# [Work instructions]
Only the lines from the one containing "Query: shrub" through the end of the entries should be repeated, exactly as they appear, first and last included.

# [Materials provided]
╭──
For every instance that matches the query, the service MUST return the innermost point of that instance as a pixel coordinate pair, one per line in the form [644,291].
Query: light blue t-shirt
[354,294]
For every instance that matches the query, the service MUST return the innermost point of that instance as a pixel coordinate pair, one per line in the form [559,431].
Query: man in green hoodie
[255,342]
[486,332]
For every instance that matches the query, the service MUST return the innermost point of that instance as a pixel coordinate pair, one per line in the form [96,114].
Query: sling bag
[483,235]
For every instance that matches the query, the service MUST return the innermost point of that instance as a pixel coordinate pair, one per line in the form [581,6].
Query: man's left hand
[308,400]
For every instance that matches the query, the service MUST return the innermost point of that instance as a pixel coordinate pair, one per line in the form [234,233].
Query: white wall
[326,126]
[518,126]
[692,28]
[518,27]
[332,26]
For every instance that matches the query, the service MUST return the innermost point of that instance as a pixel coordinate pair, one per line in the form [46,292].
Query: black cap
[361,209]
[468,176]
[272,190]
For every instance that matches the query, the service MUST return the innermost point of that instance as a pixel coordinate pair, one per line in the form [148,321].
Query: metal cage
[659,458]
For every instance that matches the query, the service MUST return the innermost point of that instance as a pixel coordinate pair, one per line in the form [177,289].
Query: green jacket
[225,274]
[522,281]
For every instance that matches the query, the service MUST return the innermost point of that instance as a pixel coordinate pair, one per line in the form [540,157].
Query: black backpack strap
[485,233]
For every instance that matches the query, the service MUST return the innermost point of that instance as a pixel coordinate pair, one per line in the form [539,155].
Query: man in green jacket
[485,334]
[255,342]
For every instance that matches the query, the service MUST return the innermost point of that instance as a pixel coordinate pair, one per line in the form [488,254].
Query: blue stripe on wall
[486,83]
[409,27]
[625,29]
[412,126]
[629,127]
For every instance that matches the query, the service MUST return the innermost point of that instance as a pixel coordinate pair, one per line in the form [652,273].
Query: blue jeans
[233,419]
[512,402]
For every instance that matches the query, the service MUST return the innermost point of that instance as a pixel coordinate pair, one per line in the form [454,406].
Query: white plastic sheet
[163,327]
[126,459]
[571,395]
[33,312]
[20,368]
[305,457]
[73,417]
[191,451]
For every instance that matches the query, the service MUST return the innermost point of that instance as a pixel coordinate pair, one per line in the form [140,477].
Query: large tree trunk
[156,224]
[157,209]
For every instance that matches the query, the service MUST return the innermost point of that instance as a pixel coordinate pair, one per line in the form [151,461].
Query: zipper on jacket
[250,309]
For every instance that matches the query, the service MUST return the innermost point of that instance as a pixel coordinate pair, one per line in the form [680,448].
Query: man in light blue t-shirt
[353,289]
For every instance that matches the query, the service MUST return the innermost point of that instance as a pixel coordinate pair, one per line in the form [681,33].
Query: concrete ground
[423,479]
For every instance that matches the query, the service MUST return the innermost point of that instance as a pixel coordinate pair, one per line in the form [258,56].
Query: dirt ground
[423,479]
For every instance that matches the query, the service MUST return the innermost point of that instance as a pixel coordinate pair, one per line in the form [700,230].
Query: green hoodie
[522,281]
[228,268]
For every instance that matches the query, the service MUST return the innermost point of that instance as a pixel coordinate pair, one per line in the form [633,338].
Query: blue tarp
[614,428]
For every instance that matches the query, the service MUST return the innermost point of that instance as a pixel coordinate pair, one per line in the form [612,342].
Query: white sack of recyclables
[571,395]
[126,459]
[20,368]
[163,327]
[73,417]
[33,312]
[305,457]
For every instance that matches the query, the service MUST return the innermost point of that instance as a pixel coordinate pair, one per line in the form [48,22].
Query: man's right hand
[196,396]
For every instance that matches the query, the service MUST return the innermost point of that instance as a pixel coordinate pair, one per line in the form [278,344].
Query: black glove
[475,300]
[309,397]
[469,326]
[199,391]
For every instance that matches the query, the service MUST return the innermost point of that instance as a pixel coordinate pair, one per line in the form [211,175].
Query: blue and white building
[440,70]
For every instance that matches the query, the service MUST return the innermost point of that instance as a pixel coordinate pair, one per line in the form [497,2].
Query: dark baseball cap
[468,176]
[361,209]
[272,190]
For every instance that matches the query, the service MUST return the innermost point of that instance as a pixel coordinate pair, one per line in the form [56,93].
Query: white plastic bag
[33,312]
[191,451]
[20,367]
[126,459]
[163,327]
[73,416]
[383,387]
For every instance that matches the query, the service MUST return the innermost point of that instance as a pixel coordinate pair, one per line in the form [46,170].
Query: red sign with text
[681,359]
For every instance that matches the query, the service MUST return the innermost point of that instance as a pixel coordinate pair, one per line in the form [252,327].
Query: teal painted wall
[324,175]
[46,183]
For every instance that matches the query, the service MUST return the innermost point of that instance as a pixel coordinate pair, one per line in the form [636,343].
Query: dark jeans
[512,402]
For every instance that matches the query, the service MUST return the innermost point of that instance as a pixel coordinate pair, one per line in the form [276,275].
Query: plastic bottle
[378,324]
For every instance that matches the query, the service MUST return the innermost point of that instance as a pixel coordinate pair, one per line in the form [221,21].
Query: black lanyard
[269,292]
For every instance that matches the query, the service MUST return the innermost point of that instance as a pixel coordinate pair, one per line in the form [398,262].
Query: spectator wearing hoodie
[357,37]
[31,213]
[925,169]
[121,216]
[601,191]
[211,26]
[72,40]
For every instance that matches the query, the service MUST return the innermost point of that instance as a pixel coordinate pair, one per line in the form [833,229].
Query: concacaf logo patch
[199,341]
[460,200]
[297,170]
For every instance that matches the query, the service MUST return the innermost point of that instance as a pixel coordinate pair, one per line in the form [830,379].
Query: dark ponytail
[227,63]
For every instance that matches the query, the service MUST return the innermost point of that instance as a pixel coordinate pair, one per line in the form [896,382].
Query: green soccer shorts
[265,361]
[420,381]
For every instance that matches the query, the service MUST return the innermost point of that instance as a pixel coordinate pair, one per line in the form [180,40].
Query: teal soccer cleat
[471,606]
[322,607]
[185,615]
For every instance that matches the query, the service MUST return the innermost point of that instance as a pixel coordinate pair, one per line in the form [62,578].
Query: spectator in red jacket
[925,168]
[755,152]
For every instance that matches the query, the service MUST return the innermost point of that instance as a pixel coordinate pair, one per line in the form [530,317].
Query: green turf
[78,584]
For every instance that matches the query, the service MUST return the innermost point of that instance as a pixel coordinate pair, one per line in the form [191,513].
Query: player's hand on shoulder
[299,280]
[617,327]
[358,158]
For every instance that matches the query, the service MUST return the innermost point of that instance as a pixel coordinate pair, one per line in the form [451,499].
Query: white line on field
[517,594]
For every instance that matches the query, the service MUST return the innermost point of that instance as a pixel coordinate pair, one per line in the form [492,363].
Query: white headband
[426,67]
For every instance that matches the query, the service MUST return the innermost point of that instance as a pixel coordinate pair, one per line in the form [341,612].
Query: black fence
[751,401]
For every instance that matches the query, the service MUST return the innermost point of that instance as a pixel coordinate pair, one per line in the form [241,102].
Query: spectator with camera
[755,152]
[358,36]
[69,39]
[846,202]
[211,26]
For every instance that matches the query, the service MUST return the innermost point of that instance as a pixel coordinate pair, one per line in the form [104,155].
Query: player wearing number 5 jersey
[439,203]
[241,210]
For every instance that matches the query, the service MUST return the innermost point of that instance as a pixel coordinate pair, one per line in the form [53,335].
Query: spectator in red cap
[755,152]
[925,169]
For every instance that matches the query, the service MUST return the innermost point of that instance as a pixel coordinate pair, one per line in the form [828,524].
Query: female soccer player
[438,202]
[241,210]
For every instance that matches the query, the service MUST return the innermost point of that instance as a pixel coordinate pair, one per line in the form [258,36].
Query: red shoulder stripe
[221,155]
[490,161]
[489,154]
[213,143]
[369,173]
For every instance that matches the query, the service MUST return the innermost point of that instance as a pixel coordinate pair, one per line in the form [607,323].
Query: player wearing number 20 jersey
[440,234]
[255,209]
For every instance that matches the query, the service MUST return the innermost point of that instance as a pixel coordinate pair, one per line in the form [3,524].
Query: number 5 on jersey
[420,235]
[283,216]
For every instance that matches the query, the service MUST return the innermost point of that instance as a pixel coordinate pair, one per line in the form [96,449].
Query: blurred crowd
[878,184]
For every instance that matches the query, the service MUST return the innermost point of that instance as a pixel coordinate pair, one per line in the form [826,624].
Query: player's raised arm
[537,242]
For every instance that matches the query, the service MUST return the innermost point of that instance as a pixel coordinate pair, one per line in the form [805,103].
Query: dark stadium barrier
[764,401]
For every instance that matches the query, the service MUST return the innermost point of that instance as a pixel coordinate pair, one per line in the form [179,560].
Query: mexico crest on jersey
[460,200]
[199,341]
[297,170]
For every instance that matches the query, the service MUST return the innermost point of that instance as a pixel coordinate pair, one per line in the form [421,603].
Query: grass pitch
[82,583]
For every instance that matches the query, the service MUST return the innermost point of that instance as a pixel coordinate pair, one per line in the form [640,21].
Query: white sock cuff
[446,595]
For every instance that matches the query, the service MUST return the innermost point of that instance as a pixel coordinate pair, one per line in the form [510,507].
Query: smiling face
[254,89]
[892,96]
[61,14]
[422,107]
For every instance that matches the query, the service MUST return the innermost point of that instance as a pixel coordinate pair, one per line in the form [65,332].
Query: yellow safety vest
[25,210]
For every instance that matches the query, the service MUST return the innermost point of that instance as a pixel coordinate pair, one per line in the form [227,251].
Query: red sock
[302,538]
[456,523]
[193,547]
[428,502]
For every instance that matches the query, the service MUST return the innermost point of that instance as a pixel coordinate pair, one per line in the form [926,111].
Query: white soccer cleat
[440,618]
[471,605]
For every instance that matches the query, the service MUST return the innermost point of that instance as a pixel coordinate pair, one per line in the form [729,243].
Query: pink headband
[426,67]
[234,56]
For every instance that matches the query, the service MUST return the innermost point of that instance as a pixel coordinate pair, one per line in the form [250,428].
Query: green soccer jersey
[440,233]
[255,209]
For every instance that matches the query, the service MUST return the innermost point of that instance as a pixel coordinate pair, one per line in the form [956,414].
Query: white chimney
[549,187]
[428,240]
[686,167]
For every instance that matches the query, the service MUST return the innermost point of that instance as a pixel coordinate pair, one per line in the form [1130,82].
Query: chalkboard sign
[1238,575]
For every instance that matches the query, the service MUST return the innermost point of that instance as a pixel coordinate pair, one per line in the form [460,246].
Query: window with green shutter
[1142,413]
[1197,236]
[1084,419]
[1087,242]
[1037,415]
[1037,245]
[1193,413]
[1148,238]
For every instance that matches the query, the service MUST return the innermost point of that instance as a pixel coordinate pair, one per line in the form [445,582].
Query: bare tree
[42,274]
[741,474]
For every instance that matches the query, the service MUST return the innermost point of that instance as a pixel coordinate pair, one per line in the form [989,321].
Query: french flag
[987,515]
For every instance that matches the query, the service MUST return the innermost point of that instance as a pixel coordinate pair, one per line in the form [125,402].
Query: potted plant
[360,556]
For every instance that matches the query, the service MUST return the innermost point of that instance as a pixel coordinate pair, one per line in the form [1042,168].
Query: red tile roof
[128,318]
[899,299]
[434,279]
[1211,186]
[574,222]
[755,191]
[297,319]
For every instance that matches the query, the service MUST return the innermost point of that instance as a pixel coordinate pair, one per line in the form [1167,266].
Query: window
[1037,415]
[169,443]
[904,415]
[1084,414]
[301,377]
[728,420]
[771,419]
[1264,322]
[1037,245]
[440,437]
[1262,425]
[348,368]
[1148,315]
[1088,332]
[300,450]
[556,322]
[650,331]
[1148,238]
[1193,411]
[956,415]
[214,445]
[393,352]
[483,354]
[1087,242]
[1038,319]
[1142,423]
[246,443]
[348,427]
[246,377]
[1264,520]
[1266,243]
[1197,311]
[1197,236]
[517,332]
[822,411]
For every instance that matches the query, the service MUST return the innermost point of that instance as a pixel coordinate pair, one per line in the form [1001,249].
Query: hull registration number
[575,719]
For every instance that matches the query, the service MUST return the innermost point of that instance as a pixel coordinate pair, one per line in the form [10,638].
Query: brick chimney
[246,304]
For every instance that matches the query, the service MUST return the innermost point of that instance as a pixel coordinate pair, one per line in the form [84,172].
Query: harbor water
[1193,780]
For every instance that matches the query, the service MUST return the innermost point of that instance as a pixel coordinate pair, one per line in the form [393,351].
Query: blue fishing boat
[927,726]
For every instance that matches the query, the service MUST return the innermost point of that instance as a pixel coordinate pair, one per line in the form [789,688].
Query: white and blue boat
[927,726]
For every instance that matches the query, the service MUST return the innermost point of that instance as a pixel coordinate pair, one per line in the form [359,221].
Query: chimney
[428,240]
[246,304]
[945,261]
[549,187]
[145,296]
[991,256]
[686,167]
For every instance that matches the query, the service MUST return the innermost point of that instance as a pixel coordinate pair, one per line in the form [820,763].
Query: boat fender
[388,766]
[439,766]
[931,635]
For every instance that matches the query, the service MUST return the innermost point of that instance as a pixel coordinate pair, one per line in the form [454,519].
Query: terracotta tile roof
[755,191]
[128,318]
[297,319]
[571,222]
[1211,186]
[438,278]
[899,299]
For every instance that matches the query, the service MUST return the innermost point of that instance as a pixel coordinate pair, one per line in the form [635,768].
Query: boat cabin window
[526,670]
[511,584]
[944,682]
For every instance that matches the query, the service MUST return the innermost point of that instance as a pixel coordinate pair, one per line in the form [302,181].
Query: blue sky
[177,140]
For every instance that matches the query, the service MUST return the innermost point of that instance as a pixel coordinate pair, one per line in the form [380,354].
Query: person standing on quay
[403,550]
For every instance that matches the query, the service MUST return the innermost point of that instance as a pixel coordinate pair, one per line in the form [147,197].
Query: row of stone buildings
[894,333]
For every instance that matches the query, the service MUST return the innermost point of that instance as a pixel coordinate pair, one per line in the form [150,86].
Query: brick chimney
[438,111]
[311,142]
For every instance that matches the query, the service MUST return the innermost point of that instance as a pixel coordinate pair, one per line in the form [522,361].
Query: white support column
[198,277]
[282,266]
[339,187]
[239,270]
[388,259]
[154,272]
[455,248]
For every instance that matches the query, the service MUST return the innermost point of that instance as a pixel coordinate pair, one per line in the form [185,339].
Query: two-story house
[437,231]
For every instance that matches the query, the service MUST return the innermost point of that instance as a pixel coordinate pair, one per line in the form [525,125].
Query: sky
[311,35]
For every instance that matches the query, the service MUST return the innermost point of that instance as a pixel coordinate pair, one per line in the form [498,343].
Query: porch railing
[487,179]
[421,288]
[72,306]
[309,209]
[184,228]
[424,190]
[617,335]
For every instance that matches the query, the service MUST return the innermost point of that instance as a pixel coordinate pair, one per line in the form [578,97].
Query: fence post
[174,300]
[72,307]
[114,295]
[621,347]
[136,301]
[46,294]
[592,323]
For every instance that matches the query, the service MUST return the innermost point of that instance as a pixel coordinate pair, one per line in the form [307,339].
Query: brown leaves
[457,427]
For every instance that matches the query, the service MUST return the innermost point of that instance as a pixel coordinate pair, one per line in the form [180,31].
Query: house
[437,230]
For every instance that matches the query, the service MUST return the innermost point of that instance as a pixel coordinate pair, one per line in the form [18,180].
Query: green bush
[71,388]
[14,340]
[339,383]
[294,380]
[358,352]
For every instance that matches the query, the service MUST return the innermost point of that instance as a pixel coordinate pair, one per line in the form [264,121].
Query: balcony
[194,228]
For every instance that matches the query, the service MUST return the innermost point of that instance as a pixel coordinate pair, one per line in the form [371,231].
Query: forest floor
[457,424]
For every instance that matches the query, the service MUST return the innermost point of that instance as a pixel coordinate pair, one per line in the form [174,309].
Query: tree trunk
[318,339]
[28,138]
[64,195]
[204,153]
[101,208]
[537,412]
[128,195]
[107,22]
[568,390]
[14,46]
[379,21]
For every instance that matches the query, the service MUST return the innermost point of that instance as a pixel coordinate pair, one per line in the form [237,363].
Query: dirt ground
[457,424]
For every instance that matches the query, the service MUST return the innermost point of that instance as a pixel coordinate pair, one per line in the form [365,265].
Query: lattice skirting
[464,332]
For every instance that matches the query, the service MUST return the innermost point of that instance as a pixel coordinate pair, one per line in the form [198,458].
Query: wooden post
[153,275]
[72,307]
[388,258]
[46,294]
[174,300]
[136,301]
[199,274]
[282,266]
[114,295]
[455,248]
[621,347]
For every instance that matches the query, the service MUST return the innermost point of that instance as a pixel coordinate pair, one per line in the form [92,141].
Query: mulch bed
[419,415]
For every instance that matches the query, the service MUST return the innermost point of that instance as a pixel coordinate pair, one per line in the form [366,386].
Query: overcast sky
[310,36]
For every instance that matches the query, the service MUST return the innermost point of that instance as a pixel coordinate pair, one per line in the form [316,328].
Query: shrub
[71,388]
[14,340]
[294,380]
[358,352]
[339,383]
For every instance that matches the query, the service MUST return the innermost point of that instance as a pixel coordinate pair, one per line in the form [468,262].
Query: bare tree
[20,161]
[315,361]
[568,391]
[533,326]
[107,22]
╰──
# [Your response]
Query: shrub
[71,388]
[14,340]
[294,380]
[358,352]
[339,383]
For every instance that matches the query, the service MUST return the innermost point of that instance as a pixel coordinate pair, one per line in the form [468,262].
Query: bare tree
[20,161]
[315,361]
[568,391]
[533,326]
[107,22]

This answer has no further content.